• What is needed:
Each entry, from beginning to end, is to be transcribed verbatim.

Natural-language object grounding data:
-=-=-

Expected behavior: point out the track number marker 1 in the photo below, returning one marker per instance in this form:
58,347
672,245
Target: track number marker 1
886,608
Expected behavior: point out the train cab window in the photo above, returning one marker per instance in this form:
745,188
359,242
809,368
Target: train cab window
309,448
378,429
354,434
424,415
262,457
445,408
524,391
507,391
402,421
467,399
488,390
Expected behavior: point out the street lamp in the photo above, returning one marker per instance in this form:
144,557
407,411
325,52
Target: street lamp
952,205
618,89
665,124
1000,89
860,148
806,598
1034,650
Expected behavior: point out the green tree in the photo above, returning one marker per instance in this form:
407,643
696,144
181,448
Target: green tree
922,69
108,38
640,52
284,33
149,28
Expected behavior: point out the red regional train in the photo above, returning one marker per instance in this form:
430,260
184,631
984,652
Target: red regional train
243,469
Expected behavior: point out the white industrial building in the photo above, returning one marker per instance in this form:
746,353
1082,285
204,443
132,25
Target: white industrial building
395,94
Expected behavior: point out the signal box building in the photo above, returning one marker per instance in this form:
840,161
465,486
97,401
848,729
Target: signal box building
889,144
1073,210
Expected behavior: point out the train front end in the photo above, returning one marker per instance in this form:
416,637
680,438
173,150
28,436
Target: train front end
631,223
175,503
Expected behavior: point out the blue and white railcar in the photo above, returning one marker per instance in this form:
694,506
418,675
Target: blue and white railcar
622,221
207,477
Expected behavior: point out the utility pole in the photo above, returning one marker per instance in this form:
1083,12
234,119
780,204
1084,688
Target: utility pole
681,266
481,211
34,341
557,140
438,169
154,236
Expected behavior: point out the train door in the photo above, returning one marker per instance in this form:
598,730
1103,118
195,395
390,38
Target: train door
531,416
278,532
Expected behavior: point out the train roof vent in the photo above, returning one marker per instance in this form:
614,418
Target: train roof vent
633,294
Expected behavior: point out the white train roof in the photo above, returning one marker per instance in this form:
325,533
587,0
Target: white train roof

-=-=-

• Reply:
Expected behavior: point out the track number marker 1 in the photo below, returning one marker per instance in this form:
58,347
672,245
Target: track number marker 1
886,608
Expected behavior: point out the train cab window in the photo above, returning one marker per instance in this form:
745,188
359,242
809,368
Target: train cab window
309,448
378,429
354,434
424,415
262,457
445,408
524,391
507,391
402,421
467,399
488,390
Expected behavior: point out the street lamp in the photo above, returning one marker per instance in this form:
144,557
407,411
325,52
Target: street lamp
952,205
618,89
665,124
1000,89
860,148
806,598
1034,650
Expected behavior: point out the green tree in the photo above, returning one marker per instance in this form:
407,643
696,144
181,448
Target: green tree
922,69
108,38
640,52
284,33
149,28
Expected behavior: point out the red regional train in the photo above, returning one marker per instance in this form:
430,260
184,631
984,652
Target: red regional train
243,469
Expected behavior: point out the white industrial building in the photo above, returning one marker per instance in this form:
746,353
1082,285
204,443
132,25
Target: white industrial building
395,94
Expected behavior: point out the signal box building in the photo above, returning one marker per instance in this form:
840,161
465,486
97,401
848,729
Target: signal box building
889,144
1073,210
Expected behavior: point out the train front end in the photo above, returning one marker per instance in this form:
416,637
680,438
173,150
28,436
Target: train front end
631,223
175,503
Expected behavior: point out the blue and white railcar in the photo above, returning one marker per instance in this form:
694,506
418,675
Target: blue and white railcar
622,221
207,477
Expected behavior: point out the utility pole in the photo above, returning one marker per instance in this form:
1083,12
234,119
780,204
1084,688
Target: utility pole
681,266
481,211
34,341
557,140
438,169
154,236
Expected behavior: point out the train door in the photo above, returning one marker per instance in this form:
598,730
1103,118
195,395
390,38
Target: train door
531,416
278,532
Expected behavior: point out the train roof vent in the photo above, returning one marker per instance in this form:
614,418
Target: train roof vent
633,294
Expected behavior: point out the white train roof in the photo above, returning one marker per instance in this form:
325,533
587,0
Target: white train roof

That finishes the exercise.